» To do: Return every line of the material exactly.

» Given records:

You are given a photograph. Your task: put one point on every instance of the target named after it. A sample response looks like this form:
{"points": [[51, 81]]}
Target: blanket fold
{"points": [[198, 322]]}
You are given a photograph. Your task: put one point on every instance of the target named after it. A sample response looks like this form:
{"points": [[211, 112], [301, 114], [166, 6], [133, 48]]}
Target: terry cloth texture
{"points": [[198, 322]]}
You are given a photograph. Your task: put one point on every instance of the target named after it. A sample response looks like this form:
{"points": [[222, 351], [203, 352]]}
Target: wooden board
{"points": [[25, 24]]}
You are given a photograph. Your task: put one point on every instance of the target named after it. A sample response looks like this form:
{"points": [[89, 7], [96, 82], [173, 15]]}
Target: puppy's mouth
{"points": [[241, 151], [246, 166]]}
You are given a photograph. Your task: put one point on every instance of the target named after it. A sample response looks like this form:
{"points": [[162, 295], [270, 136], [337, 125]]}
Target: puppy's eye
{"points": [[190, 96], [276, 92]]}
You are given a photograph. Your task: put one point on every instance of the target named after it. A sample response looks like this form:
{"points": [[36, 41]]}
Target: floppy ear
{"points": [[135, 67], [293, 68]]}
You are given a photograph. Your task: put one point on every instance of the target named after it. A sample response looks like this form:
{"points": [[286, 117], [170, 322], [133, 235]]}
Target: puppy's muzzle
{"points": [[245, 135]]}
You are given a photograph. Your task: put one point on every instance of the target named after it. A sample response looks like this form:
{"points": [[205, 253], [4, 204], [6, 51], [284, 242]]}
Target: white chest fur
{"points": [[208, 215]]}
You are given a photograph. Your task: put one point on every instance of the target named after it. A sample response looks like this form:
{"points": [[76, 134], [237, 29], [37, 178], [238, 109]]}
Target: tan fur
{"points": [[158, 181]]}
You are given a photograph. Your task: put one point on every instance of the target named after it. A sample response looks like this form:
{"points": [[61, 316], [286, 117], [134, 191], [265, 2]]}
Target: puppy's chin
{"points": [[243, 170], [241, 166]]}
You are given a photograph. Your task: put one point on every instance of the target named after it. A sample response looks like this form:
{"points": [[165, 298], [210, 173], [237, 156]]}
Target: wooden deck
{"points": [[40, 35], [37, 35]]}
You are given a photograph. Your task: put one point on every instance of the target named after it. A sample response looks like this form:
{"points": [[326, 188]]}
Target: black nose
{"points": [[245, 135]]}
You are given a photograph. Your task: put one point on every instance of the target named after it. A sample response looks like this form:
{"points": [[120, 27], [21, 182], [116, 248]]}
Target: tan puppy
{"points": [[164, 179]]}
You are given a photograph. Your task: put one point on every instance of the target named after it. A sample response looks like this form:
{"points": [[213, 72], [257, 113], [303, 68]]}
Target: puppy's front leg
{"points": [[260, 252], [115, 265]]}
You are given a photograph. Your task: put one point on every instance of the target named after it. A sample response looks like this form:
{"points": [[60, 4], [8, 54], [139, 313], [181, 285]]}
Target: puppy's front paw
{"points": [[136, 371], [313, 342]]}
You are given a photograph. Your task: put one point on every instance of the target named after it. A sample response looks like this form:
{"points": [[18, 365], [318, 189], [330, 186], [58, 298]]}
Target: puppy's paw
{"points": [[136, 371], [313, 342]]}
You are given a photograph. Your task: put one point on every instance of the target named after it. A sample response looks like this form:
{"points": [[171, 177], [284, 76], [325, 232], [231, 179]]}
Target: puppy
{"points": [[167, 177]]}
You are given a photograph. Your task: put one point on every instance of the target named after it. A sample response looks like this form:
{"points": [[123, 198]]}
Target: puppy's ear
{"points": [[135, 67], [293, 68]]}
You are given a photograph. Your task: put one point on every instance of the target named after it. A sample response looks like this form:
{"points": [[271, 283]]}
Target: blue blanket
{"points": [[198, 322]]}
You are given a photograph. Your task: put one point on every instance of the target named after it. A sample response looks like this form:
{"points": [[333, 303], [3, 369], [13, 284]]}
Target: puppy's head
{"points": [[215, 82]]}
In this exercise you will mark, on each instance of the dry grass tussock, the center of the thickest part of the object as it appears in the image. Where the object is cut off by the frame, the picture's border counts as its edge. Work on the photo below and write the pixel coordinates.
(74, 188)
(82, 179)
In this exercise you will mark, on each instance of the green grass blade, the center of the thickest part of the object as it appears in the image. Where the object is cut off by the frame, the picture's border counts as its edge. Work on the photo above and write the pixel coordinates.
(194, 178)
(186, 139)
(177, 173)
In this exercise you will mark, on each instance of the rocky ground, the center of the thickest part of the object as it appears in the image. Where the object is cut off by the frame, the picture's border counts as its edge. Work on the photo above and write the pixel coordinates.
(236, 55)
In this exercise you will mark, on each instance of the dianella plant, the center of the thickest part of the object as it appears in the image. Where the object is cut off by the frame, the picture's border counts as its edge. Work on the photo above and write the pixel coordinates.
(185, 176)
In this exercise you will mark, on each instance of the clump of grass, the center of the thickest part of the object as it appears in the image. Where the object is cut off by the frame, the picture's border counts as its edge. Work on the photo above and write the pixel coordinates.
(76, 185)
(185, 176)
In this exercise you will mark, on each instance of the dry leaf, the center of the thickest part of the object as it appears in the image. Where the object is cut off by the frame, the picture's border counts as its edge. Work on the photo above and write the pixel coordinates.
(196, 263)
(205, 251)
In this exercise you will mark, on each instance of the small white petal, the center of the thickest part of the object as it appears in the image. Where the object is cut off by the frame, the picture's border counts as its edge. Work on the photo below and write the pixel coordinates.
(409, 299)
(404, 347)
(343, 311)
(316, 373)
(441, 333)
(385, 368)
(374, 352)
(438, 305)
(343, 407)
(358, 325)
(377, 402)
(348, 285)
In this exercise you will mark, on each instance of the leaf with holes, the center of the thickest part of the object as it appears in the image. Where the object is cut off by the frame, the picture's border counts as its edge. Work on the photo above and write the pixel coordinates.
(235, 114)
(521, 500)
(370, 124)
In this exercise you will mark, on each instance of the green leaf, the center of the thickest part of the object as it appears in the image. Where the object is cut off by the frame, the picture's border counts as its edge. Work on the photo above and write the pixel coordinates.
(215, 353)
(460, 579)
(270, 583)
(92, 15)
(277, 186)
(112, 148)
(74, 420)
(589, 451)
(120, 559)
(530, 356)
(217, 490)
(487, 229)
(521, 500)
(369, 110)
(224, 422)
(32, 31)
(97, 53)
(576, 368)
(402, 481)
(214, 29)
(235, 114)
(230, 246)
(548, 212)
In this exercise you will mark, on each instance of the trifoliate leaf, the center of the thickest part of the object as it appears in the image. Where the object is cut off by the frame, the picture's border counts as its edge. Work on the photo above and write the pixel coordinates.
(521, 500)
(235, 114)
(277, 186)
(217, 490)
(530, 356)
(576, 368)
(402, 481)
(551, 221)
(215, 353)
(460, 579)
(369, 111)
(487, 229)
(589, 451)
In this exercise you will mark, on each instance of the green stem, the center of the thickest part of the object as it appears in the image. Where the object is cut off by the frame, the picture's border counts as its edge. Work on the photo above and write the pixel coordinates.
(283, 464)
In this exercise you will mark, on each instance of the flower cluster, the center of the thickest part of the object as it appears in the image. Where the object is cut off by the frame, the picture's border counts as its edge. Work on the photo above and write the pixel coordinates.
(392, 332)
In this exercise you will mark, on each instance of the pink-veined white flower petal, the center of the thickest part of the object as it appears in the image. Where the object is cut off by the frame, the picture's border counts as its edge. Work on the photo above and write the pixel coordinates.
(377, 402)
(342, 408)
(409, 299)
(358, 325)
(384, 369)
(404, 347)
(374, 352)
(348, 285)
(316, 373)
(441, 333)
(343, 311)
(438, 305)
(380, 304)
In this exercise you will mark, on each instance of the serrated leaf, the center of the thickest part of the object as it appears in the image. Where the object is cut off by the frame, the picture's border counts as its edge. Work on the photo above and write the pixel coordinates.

» Answer section:
You are given a photograph. Your task: put one point on every instance of the target named after it. A sample response looks like this form:
{"points": [[51, 81]]}
Target: blanket fold
{"points": [[198, 322]]}
You are given a photograph. Your task: put one point on every instance of the target named after it. A sample response looks like this form:
{"points": [[211, 112], [301, 114], [166, 6], [133, 48]]}
Target: terry cloth texture
{"points": [[198, 322]]}
You are given a photograph. Your task: put one point on every instance of the target named after it. A sample response looks like this form:
{"points": [[222, 351], [203, 352]]}
Target: wooden board
{"points": [[25, 24]]}
You are given a photograph. Your task: put one point on every instance of the target named after it. A sample response looks like this form:
{"points": [[89, 7], [96, 82], [173, 15]]}
Target: puppy's mouth
{"points": [[241, 151], [246, 166]]}
You are given a photograph. Your task: put one point on every instance of the target named after it. A sample response looks like this form:
{"points": [[162, 295], [270, 136], [337, 125]]}
Target: puppy's eye
{"points": [[190, 96], [276, 92]]}
You are given a photograph. Your task: put one point on every instance of the target named after it. A sample response looks like this form:
{"points": [[36, 41]]}
Target: floppy ear
{"points": [[135, 67], [293, 68]]}
You are given a photograph. Your task: put one point on every instance of the target named after it. A sample response looks like this form:
{"points": [[286, 117], [170, 322], [133, 235]]}
Target: puppy's muzzle
{"points": [[245, 135]]}
You are given a photograph. Your task: put one point on every instance of the target named after it. A sample response looks like this form:
{"points": [[205, 253], [4, 204], [6, 51], [284, 242]]}
Target: white chest fur
{"points": [[208, 215]]}
You are given a photograph. Your task: put one point on every instance of the target named after it. A sample response looks like this form:
{"points": [[76, 134], [237, 29], [37, 178], [238, 109]]}
Target: tan fur
{"points": [[158, 181]]}
You are given a photograph. Your task: put one point on every instance of the target named after it. A sample response looks like this form:
{"points": [[61, 316], [286, 117], [134, 191], [265, 2]]}
Target: puppy's chin
{"points": [[243, 170], [241, 166]]}
You are given a photograph. Your task: put one point on every instance of the target named after it. A sample response looks like this form:
{"points": [[165, 298], [210, 173], [237, 156]]}
Target: wooden deck
{"points": [[40, 35], [37, 35]]}
You are given a photograph. Your task: put one point on every instance of the target named after it. A sample response looks like this form:
{"points": [[326, 188]]}
Target: black nose
{"points": [[245, 135]]}
You are given a photograph. Your task: put one point on every instance of the target named after it. A sample response looks like this form:
{"points": [[120, 27], [21, 182], [116, 248]]}
Target: tan puppy
{"points": [[164, 179]]}
You are given a photograph. Your task: put one point on every instance of the target named after it. A sample response looks like this form:
{"points": [[213, 72], [257, 113], [303, 68]]}
Target: puppy's front leg
{"points": [[260, 252], [115, 265]]}
You are given a photograph. Your task: put one point on every instance of the target named after it. A sample response looks like this form:
{"points": [[60, 4], [8, 54], [139, 313], [181, 285]]}
Target: puppy's front paw
{"points": [[136, 371], [313, 342]]}
You are given a photograph. Your task: put one point on every instance of the target named after it. A sample response looks like this form:
{"points": [[18, 365], [318, 189], [330, 186], [58, 298]]}
Target: puppy's paw
{"points": [[136, 371], [313, 342]]}
You are given a photograph. Your task: put one point on every instance of the target named after it. A sample response looks like this form:
{"points": [[171, 177], [284, 76], [325, 232], [231, 179]]}
Target: puppy
{"points": [[167, 177]]}
You are given a photograph. Your task: put one point on every instance of the target named after it. A sample response looks like this form:
{"points": [[123, 198]]}
Target: puppy's ear
{"points": [[135, 67], [293, 68]]}
You are given a photograph. Your task: put one point on every instance of the target named after it. A sample response looks like this form:
{"points": [[271, 283]]}
Target: blue blanket
{"points": [[198, 322]]}
You are given a photograph. Your task: put one point on every instance of the target named after it. A sample response looks like this form:
{"points": [[333, 303], [3, 369], [13, 284]]}
Target: puppy's head
{"points": [[215, 82]]}
In this exercise you will mark, on each instance of the dry grass tussock, the center of the thickest part of the object as it appears in the image. Where the object is cut off by the frame, the picture's border counts as its edge. Work on the photo below and write the pixel coordinates.
(74, 188)
(82, 179)
In this exercise you will mark, on each instance of the green grass blade, the center of the thickest part of the object as it appears in the image. Where the object is cut off by the frame, the picture's border counts as its edge. Work on the photo above and write the pixel coordinates.
(194, 178)
(186, 139)
(177, 173)
In this exercise you will mark, on each instance of the rocky ground, the center of the thickest part of the object as it appears in the image. Where the object is cut off by the frame, the picture's border counts as its edge. Work on the photo above and write the pixel coordinates.
(236, 55)
In this exercise you will mark, on each instance of the dianella plant, the center of the thickest part of the object as it appears in the image. Where the object is cut off by the frame, the picture's border counts as its edge. Work on the photo above and write the pixel coordinates.
(185, 176)
In this exercise you will mark, on each instance of the clump of grass, the center of the thickest part of the object as it appears in the image. Where the object is cut off by the frame, the picture's border counts as its edge. Work on the photo above and write the pixel coordinates.
(76, 185)
(185, 176)
In this exercise you will mark, on each instance of the dry leaf, the center of the thickest part of the object as it appears in the image. Where the object is cut off by the frame, the picture's border counts as its edge. Work on the photo above and write the pixel coordinates.
(196, 263)
(205, 251)
In this exercise you will mark, on each instance of the small white petal, the center of the thickest part of the object as it appears in the image. Where the object is cut off by the frame, the picture's border counts as its edge. Work on the photo below and write the pixel coordinates.
(409, 299)
(404, 347)
(343, 311)
(316, 373)
(441, 333)
(385, 368)
(374, 352)
(438, 305)
(343, 407)
(358, 325)
(377, 402)
(348, 285)
In this exercise you will mark, on each instance of the leaf with holes, the center of the thickest part of the object as it appears in the image. Where the object is cut off by the frame, the picture's border counts as its edge. Work on the photo above and write the pixel coordinates.
(235, 114)
(521, 500)
(370, 124)
In this exercise you will mark, on each instance of the green leaf, the center of the thickest part of the object as it appears in the image. Where the object is cut off by the frame, the picture's border counts as its edge. Work on the photo above and write the pixel coordinates.
(215, 353)
(460, 579)
(270, 583)
(92, 15)
(277, 186)
(112, 148)
(74, 420)
(589, 451)
(120, 559)
(530, 356)
(217, 490)
(487, 229)
(521, 500)
(369, 110)
(224, 422)
(32, 31)
(97, 53)
(576, 368)
(402, 481)
(214, 29)
(235, 114)
(230, 246)
(548, 212)
In this exercise you will mark, on each instance of the trifoliate leaf, the center of the thickest part of the object as it appears in the image. Where the object is cut off by the frame, the picture's border counts as its edge. Work on the photo above and write the pixel coordinates.
(521, 500)
(235, 114)
(277, 186)
(217, 490)
(530, 356)
(576, 368)
(402, 481)
(551, 221)
(215, 353)
(460, 579)
(369, 111)
(487, 229)
(589, 451)
In this exercise you will mark, on each instance of the green stem, the center of the thickest part of the object as it appears in the image. Where the object is cut off by the frame, the picture's border counts as its edge. Work on the photo above and write the pixel coordinates.
(283, 464)
In this exercise you will mark, on each instance of the flower cluster, the center of the thickest part of the object as it appears in the image. Where the object is cut off by the frame, the picture's border counts as its edge. Work on the photo above and write the pixel coordinates.
(392, 332)
In this exercise you will mark, on each instance of the pink-veined white flower petal, the center of the thickest part of the object as it appears in the image. Where the object is cut off by the frame, the picture's border counts as its edge. Work on the photo above and write the pixel coordinates.
(377, 402)
(342, 408)
(409, 299)
(358, 325)
(384, 369)
(404, 347)
(374, 352)
(348, 285)
(316, 373)
(441, 333)
(343, 311)
(438, 305)
(380, 304)
In this exercise you will mark, on each instance of the serrated leaf, the center of the thickest part of the object as it appears in the image. Where the object is cut off by the frame, the picture's border counts as its edge. Work on the photo above and write the pixel coordinates.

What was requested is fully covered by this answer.